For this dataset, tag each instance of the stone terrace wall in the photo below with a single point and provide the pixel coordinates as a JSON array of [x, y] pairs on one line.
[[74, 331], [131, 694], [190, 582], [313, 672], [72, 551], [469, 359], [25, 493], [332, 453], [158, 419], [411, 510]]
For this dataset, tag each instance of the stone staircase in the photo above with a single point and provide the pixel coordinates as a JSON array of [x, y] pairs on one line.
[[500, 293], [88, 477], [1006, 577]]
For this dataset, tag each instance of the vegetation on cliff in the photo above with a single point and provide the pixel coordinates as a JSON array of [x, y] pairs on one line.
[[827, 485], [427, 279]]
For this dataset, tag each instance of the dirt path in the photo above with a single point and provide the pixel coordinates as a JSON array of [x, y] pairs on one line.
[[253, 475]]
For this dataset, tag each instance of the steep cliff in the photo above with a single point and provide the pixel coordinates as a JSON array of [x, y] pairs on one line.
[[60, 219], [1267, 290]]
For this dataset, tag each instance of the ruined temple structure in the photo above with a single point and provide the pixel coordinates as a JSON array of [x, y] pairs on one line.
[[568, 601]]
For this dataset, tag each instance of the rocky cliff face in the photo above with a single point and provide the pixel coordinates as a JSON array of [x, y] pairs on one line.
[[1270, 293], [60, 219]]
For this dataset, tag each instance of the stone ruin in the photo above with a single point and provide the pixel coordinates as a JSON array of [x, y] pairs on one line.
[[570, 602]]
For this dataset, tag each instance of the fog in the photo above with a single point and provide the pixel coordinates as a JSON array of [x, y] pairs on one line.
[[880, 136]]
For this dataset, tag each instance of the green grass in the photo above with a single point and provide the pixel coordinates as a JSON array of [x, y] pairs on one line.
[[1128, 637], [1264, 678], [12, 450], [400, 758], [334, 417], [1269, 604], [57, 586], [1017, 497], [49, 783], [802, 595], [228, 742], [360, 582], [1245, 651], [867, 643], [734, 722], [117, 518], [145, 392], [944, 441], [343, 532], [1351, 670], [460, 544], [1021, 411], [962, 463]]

------------------------------------------------------------

EXERCISE :: All lines from the one with "For this dataset, tag each instance of the vegetation" through the end of the records need to be copied exactly, and no other lines.

ANSWER SPACE ::
For this dataset, tag each instance of the vegetation on cliff in the photo above with a single point and provide the pixel coordinates as a JSON array of [x, y] pairs on one line.
[[827, 485], [427, 279]]
For this dataset, tag each instance of the dirt path in the photo above with a single point and provide the pixel coordinates as a JSON array of [x, y] pairs on one line.
[[253, 475]]
For this dataset, tag each instance of the steep cliff in the photo above with a single point and provide the pixel coordinates as a JSON array of [x, y] pairs on one line.
[[60, 219], [1267, 290]]
For this dataset, tag each instance of the ruined temple structure in the photo above with a single point and provide the pixel coordinates as a JSON array of [x, y] pairs on one line.
[[568, 601]]
For this dataset, tag each instance of the rocky cliff face in the photo above with a single point and provide the pixel coordinates as a JSON array of [x, y] pairs on one line.
[[1270, 293], [60, 219]]
For this dataset, tag each instance of the stone ruin in the photo above with a single point and provide the pixel coordinates as a JSON array of [x, y] pairs on one line.
[[570, 602]]
For this dataset, tag each instance of the fog in the photo above with a single point and provide the pixel coordinates as a JSON array of [x, y] pairs on one line.
[[880, 136]]
For this dataset, tag each instance of the green grass in the photo above with a single point and provide the pixel coordinates as a JSON array of [x, y] pairs on one line.
[[1128, 637], [1264, 678], [12, 450], [400, 758], [334, 417], [1269, 604], [57, 586], [1017, 497], [49, 783], [802, 595], [228, 742], [360, 582], [1245, 651], [867, 643], [734, 722], [117, 518], [145, 392], [944, 441], [343, 532], [1351, 670], [460, 544], [1021, 411], [962, 463]]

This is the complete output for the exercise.